SOURCE PASSAGE
---

Whirlpools and Maelstroms

The myths and realities of whirlpools and maelstroms

Violent maelstroms capable of pulling large ships under with all on board lost have been described in literature written by the likes of Edgar Allen Poe, Jules Verne and Gore Verbinski, who directed Pirates of the Caribbean.

But do such monstrous whirlpools really exist?

Well, yes and no.

In previous articles, I’ve discussed vortices in the ocean from huge gyres that cover an entire ocean basin to smaller, but still significant, eddies that break off from major ocean
currents and are hundreds of miles across. Just like the atmosphere has smaller vortices such as tornadoes and waterspouts, so do bodies of water. Wherever water is moving,
you will see vortices. Some are very small, only inches or a few feet across, and dissipate quickly. But larger ones can persist for some time and have significant water flows involved.

A whirlpool is a spinning, circular mass of water. Besides moving either clockwise or counterclockwise, the water flow tends to move inward toward the center of circulation.
Objects within the circulation are pulled toward the center of the whirlpool where there is often a depression in the water level. For stronger vortices, this can extend downward some distance below the water surface and is capable of pulling objects under water. The largest and strongest whirlpools are called maelstroms, derived from the early modern Dutch words maalen (whirl) and stroom (stream).

How do they form?

Whirlpools can form when two currents of water moving from different directions meet. At times, whirlpools can form along the edges of a single, straight flow simply due to fluid dynamics. With the strongest flow being in the middle of the channel, whirlpools can form along the edges due to frictional effects. They can also form from a single current that encounters an obstacle to the flow. Shallow whirlpools form when the obstruction is near or at the surface. Underwater features can produce larger and more dynamic whirlpools.

Underwater topography is a major factor in many of the world’s largest whirlpools. Even rip currents can occasionally form whirlpools just offshore. Whirlpools are often caused by tidal flows. These flows can become quite strong during the peak of tidal reversals.
Riptides are strong currents formed when rising or falling tidal flows are constricted typically by jetties, sea walls or the natural topography of an inlet, and strong whirlpools
can develop. On a larger scale, tidal flow constricted by topography has produced the world’s strongest maelstroms.

---

DIRECTIVES
1. In the passage on whirlpools and maelstroms, which early modern Dutch words does the name "maelstrom" come from?
2. Check each statement against the passage on whirlpools and maelstroms. Answer yes or no, and quote the words from the passage that settle it.
(a) Whirlpools can form along the edges of a single, straight flow because of friction.
(b) Shallow whirlpools form when the obstruction lies far below the surface.
(c) Riptides form when rising or falling tidal flows are constricted.
3. Extend the passage on whirlpools and maelstroms, starting after its final sentence.

SUPPLIED INFORMATION
---

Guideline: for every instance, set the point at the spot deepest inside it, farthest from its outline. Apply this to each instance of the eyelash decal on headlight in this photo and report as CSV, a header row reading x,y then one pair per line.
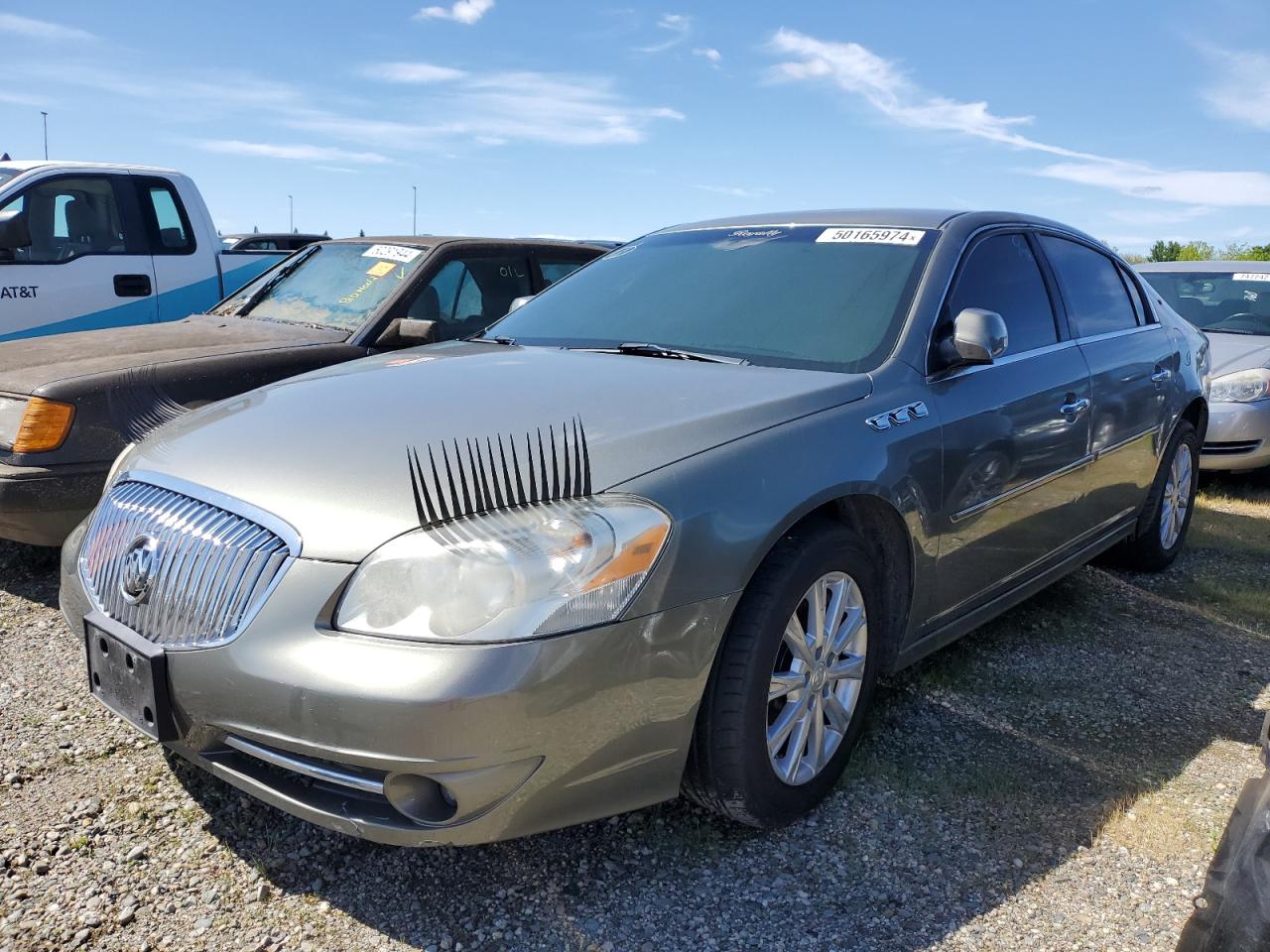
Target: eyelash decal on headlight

---

RESPONSES FOR EACH TASK
1. It comes from maalen (whirl) and stroom (stream).

2.
(a) Yes: "whirlpools can form along the edges due to frictional effects."
(b) No: "Shallow whirlpools form when the obstruction is near or at the surface."
(c) Yes: "Riptides are strong currents formed when rising or falling tidal flows are constricted typically by jetties, sea walls or the natural topography of an inlet"

3.
Whirpools of the World

Around the world, there are a number of extremely strong whirlpools or maelstroms that have gained recognition. Off the northwest coast of Norway, between the islands of Moskenesy and Mosken in the Lofoten Islands, is a particularly dangerous stretch of water where tides produce a strong whirlpool that was christened the Maelström many years ago. This was the whirlpool that Poe, Verne and Melville referred to and is probably the first maelstrom written about with references dating back to 1550.

The title “strongest maelstrom in the world” goes to the Maelstrom of Saltstraumen, which is also off the north coast of Norway. The strongest tidal current in the world,
measured at 25 mph, occurs here. Even larger ships have to wait until the tidal surges abate before they traverse this dangerous passage. The largest whirlpool in the western hemisphere is called the Old Sow and is found in Passamaquoddy Bay between Maine and New Brunswick, Canada. A tremendous tidal flow between Passamaquoddy Bay and the Bay of Fundy is funneled through the Western Passage at great speeds. The underwater topography creates a huge whirlpool off the southwest coast of Deer Island.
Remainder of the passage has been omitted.